## Start EXERCISE MATERIAL

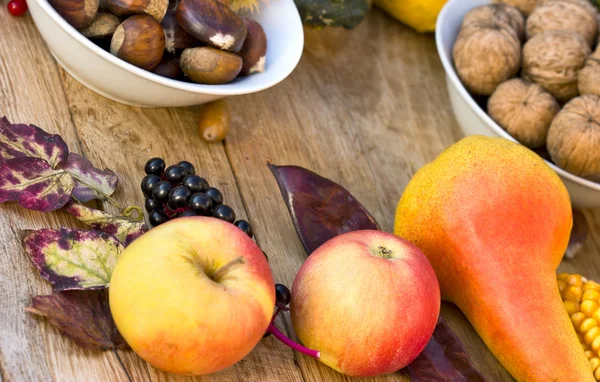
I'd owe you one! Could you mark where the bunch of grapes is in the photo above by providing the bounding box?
[141,158,254,237]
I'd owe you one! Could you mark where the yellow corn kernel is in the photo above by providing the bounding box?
[563,301,580,316]
[557,280,569,295]
[583,321,600,345]
[571,312,594,332]
[579,300,598,317]
[585,350,596,359]
[563,286,583,302]
[583,281,600,292]
[592,309,600,322]
[591,336,600,354]
[579,312,598,334]
[590,357,600,371]
[581,289,600,302]
[565,274,583,287]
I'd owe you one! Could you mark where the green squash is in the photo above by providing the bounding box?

## End EXERCISE MATERIAL

TASK REQUIREMENTS: Copy the text of every record above word for word, leaving out the pictures.

RESULT:
I'd owe you one! Could you mark where the bunch of grapes is in the photo above by providing the bounding box?
[141,158,254,237]
I'd owe you one! Could you mark where the yellow corn kernel is in the photo above by providing the bounding box?
[563,301,580,316]
[557,280,569,295]
[583,321,600,345]
[571,312,594,332]
[579,300,598,317]
[585,350,596,359]
[563,286,583,302]
[583,281,600,292]
[592,309,600,322]
[591,336,600,354]
[579,312,598,334]
[590,357,600,371]
[581,289,600,302]
[565,274,583,287]
I'd owe you one! Could you mark where the green squash is in the photo above by providing the bounding box?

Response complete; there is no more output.